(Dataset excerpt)
#####

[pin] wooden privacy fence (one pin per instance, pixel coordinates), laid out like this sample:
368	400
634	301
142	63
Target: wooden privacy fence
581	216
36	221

#####

**Exercise instructions**
Reproduce every one of the records above verbatim, line for line.

**Exercise solution**
[pin] wooden privacy fence (one pin per instance, pixel coordinates), laid out like this sample:
368	400
634	301
142	63
Target: wooden privacy fence
581	216
36	221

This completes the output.